:: GIVEN INFORMATION ::

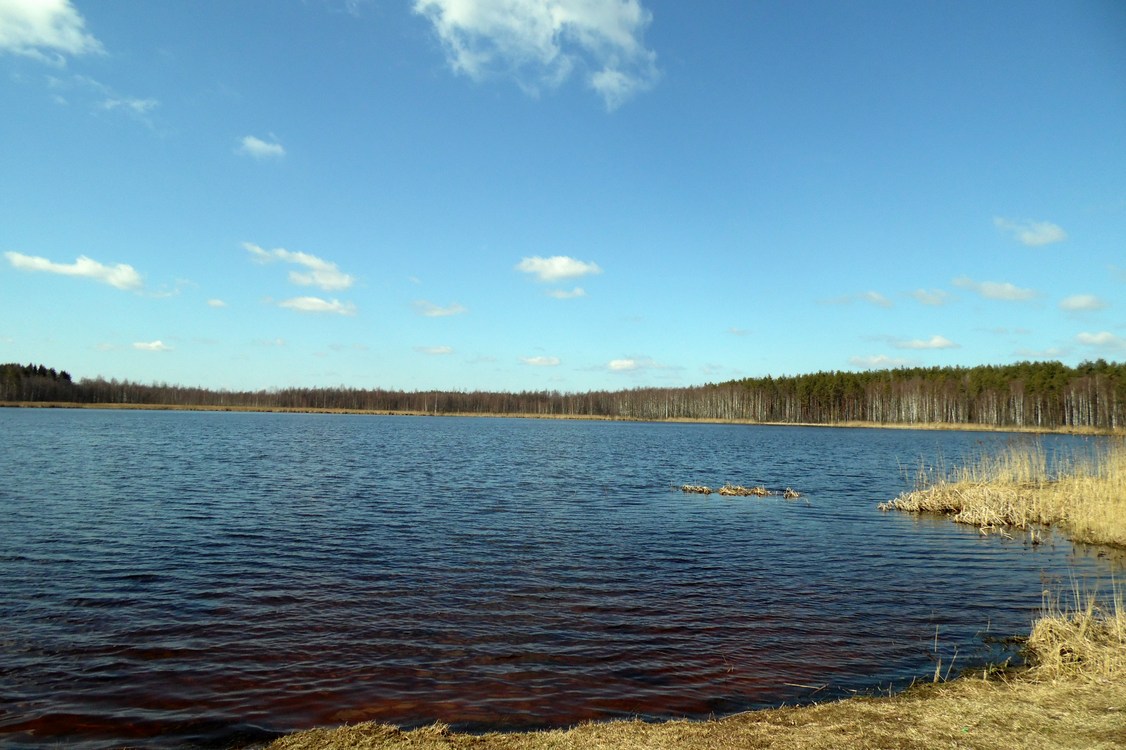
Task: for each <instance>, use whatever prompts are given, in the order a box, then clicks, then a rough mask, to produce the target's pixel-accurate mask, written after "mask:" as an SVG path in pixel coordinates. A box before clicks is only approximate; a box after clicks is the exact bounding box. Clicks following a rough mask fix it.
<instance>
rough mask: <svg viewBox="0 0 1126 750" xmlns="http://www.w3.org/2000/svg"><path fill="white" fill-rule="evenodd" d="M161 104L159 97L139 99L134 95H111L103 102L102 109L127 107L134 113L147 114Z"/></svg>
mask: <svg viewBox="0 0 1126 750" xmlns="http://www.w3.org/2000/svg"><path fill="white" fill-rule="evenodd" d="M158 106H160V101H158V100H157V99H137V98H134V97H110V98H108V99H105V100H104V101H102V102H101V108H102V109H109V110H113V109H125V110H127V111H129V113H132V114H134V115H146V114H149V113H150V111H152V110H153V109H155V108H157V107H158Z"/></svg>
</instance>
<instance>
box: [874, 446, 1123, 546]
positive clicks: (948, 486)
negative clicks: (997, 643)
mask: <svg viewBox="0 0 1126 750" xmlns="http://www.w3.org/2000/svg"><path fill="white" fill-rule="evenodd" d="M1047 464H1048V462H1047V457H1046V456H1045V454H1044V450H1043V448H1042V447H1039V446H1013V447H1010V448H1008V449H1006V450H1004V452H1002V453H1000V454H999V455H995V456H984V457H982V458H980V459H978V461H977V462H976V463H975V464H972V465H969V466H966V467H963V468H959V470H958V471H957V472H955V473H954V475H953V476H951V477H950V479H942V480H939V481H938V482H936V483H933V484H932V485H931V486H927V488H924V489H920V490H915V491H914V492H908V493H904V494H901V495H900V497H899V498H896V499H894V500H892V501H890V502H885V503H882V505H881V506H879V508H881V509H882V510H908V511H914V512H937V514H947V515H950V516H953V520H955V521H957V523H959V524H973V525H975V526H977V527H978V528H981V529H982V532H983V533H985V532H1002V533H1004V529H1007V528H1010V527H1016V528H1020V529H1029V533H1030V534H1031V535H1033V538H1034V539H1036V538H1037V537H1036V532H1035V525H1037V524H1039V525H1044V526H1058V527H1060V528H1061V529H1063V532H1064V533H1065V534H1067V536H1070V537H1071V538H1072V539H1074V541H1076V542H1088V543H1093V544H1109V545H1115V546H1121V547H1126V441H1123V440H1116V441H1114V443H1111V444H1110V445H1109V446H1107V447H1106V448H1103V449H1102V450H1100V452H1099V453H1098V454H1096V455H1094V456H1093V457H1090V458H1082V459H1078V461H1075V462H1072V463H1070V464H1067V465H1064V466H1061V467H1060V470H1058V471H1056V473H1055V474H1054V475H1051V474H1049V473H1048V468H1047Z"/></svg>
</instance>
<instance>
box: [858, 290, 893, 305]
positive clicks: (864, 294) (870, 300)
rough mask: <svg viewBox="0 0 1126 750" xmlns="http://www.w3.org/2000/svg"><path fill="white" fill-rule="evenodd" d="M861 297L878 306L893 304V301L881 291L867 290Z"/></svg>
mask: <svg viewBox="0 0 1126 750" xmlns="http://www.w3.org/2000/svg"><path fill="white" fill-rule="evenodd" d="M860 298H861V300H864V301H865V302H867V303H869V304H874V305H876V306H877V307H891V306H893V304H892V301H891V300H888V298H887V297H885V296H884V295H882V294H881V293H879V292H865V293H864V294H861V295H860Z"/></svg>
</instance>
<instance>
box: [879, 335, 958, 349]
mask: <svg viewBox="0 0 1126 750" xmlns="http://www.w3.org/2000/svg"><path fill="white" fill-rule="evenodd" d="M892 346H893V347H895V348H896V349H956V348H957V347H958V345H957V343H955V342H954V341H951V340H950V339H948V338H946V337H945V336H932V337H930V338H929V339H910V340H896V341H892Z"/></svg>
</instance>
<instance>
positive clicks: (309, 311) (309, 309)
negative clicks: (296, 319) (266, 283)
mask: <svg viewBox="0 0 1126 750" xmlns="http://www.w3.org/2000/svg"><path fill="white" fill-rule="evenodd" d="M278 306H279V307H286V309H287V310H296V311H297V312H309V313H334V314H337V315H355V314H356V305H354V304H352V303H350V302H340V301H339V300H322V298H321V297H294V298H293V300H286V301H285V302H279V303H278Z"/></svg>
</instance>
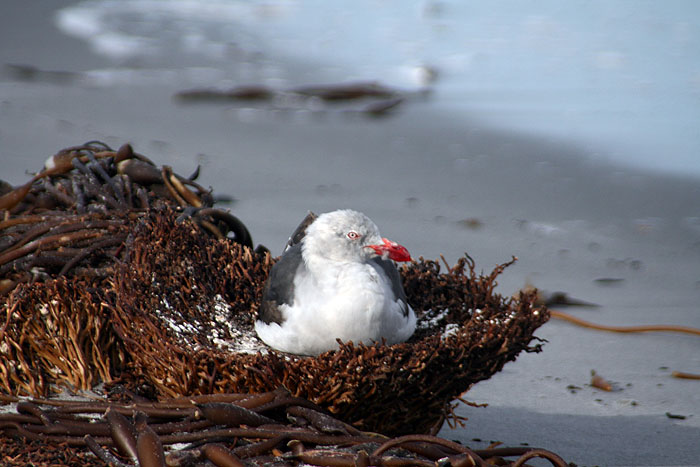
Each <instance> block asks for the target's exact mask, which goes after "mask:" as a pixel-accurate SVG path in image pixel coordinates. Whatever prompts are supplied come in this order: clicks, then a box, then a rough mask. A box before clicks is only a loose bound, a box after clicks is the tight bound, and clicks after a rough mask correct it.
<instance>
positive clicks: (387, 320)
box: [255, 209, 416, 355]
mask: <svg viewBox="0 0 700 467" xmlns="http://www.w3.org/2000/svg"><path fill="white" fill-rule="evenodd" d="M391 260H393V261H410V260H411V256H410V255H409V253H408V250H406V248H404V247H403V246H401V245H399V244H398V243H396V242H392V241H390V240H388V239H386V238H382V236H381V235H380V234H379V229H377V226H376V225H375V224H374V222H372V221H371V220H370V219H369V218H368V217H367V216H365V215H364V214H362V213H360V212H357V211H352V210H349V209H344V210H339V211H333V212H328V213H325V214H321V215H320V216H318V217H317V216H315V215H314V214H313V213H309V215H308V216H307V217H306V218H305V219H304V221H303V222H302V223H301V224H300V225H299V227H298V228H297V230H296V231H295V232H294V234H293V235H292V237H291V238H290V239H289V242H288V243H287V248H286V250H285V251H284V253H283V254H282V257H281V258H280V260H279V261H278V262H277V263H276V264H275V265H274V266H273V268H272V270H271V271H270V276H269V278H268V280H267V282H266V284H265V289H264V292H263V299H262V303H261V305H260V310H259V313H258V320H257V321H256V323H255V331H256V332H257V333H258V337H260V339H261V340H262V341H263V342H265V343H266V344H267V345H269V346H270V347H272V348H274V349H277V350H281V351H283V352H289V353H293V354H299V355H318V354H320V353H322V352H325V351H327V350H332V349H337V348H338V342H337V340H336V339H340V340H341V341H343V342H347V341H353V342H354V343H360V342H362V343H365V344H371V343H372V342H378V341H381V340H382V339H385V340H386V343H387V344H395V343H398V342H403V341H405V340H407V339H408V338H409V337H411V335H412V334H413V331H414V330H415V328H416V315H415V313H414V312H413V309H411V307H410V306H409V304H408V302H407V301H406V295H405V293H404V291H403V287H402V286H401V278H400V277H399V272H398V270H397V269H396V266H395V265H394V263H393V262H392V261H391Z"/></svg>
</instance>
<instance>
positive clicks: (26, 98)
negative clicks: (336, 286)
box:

:::

Print every entry verbatim and leave all pictures out.

OUTPUT FOR THIS EXERCISE:
Task: for each <instance>, use whatever prompts are given, in the order a box, then clicks, then a rough mask, to produce the target's pixel-accurate mask, written after "mask:" as an SVG path in pixel coordinates. A box before clicks is only approximate; a box after clicks is the exact bounding box. Clicks following a rough mask fix it.
<instance>
rough mask: <svg viewBox="0 0 1126 750" xmlns="http://www.w3.org/2000/svg"><path fill="white" fill-rule="evenodd" d="M161 104L159 97L139 99L134 95H111L103 102L102 109L127 107L134 113L147 114Z"/></svg>
mask: <svg viewBox="0 0 1126 750" xmlns="http://www.w3.org/2000/svg"><path fill="white" fill-rule="evenodd" d="M158 106H160V101H158V100H157V99H137V98H134V97H110V98H108V99H105V100H104V101H102V102H101V108H102V109H109V110H113V109H125V110H127V111H129V113H132V114H134V115H146V114H149V113H150V111H152V110H153V109H155V108H157V107H158Z"/></svg>
</instance>
<instance>
box: [874, 446, 1123, 546]
positive clicks: (948, 486)
negative clicks: (997, 643)
mask: <svg viewBox="0 0 1126 750" xmlns="http://www.w3.org/2000/svg"><path fill="white" fill-rule="evenodd" d="M1047 464H1048V462H1047V457H1046V456H1045V454H1044V450H1043V448H1042V447H1039V446H1013V447H1010V448H1008V449H1006V450H1004V452H1002V453H1000V454H999V455H995V456H984V457H982V458H980V459H978V461H977V462H976V463H975V464H972V465H969V466H966V467H963V468H959V470H958V471H957V472H955V473H954V475H953V476H951V477H950V479H942V480H939V481H938V482H936V483H933V484H932V485H931V486H927V488H924V489H920V490H915V491H914V492H908V493H904V494H901V495H900V497H899V498H896V499H894V500H892V501H890V502H885V503H882V505H881V506H879V508H881V509H882V510H908V511H914V512H937V514H947V515H950V516H953V520H955V521H957V523H959V524H973V525H975V526H977V527H978V528H981V529H982V532H983V533H985V532H1002V533H1004V529H1007V528H1010V527H1016V528H1020V529H1029V533H1030V534H1031V535H1033V538H1034V539H1036V538H1037V537H1036V532H1035V525H1037V524H1039V525H1044V526H1058V527H1060V528H1061V529H1063V532H1064V533H1065V534H1067V536H1070V537H1071V538H1072V539H1074V541H1076V542H1088V543H1093V544H1109V545H1115V546H1121V547H1126V441H1123V440H1116V441H1114V443H1111V444H1110V445H1109V446H1107V447H1106V448H1103V449H1102V450H1100V452H1099V453H1098V454H1096V455H1094V456H1093V457H1090V458H1082V459H1078V461H1075V462H1072V463H1070V464H1067V465H1064V466H1061V467H1060V470H1058V471H1056V473H1055V474H1054V475H1051V474H1049V473H1048V468H1047Z"/></svg>
</instance>
<instance>
box: [858, 290, 893, 305]
positive clicks: (864, 294) (870, 300)
rough mask: <svg viewBox="0 0 1126 750" xmlns="http://www.w3.org/2000/svg"><path fill="white" fill-rule="evenodd" d="M861 297L878 306L893 304V301L881 291L867 290Z"/></svg>
mask: <svg viewBox="0 0 1126 750" xmlns="http://www.w3.org/2000/svg"><path fill="white" fill-rule="evenodd" d="M860 298H861V300H864V301H865V302H867V303H869V304H874V305H876V306H877V307H891V306H893V304H892V301H891V300H888V298H887V297H885V296H884V295H882V294H881V293H879V292H865V293H864V294H861V295H860Z"/></svg>
</instance>
<instance>
box: [879, 335, 958, 349]
mask: <svg viewBox="0 0 1126 750" xmlns="http://www.w3.org/2000/svg"><path fill="white" fill-rule="evenodd" d="M892 346H893V347H895V348H896V349H956V348H957V347H958V345H957V343H955V342H954V341H951V340H950V339H948V338H946V337H945V336H932V337H930V338H929V339H910V340H896V341H892Z"/></svg>
</instance>
<instance>
positive clicks: (309, 311) (309, 309)
negative clicks: (296, 319) (266, 283)
mask: <svg viewBox="0 0 1126 750" xmlns="http://www.w3.org/2000/svg"><path fill="white" fill-rule="evenodd" d="M278 306H279V307H286V309H287V310H296V311H297V312H309V313H334V314H337V315H355V314H356V305H354V304H352V303H350V302H340V301H339V300H322V298H321V297H294V298H293V300H286V301H285V302H279V303H278Z"/></svg>
</instance>
Each <instance> block asks for the target's exact mask, which goes after "mask:" as a pixel-accurate SVG path in image pixel coordinates. Whatever prompts are supplied come in this order: clicks, then a box, then a rough mask. A box before clicks is only a loose bound, a box after clicks is the tight bound, and clicks after a rough mask correct it.
<instance>
positive clicks: (387, 320)
box: [255, 209, 416, 355]
mask: <svg viewBox="0 0 700 467" xmlns="http://www.w3.org/2000/svg"><path fill="white" fill-rule="evenodd" d="M391 260H393V261H410V260H411V256H410V255H409V253H408V250H406V248H404V247H403V246H401V245H399V244H398V243H396V242H392V241H390V240H388V239H386V238H382V236H381V235H380V234H379V229H377V226H376V225H375V224H374V222H372V221H371V220H370V219H369V218H368V217H367V216H365V215H364V214H362V213H360V212H357V211H352V210H349V209H344V210H339V211H333V212H328V213H325V214H321V215H320V216H318V217H317V216H315V215H314V214H313V213H309V215H308V216H307V217H306V218H305V219H304V221H303V222H302V223H301V224H300V225H299V227H298V228H297V230H296V231H295V232H294V234H293V235H292V237H291V238H290V239H289V242H288V243H287V248H286V250H285V251H284V253H283V254H282V257H281V258H280V260H279V261H278V262H277V263H276V264H275V265H274V266H273V268H272V270H271V271H270V276H269V278H268V280H267V282H266V284H265V289H264V292H263V299H262V303H261V305H260V310H259V313H258V320H257V321H256V323H255V331H256V332H257V333H258V337H260V339H261V340H262V341H263V342H265V343H266V344H267V345H269V346H270V347H272V348H274V349H277V350H281V351H283V352H289V353H293V354H299V355H318V354H320V353H322V352H325V351H327V350H332V349H337V348H338V342H337V340H336V339H340V340H341V341H343V342H347V341H353V342H354V343H360V342H362V343H365V344H371V343H372V342H378V341H381V340H382V339H385V340H386V343H387V344H395V343H398V342H403V341H405V340H407V339H408V338H409V337H411V335H412V334H413V331H414V330H415V328H416V315H415V313H414V312H413V309H411V307H410V306H409V304H408V302H407V301H406V295H405V293H404V291H403V287H402V286H401V278H400V277H399V272H398V270H397V269H396V266H395V265H394V263H393V262H392V261H391Z"/></svg>
</instance>
<instance>
positive clicks: (26, 98)
negative clicks: (336, 286)
box:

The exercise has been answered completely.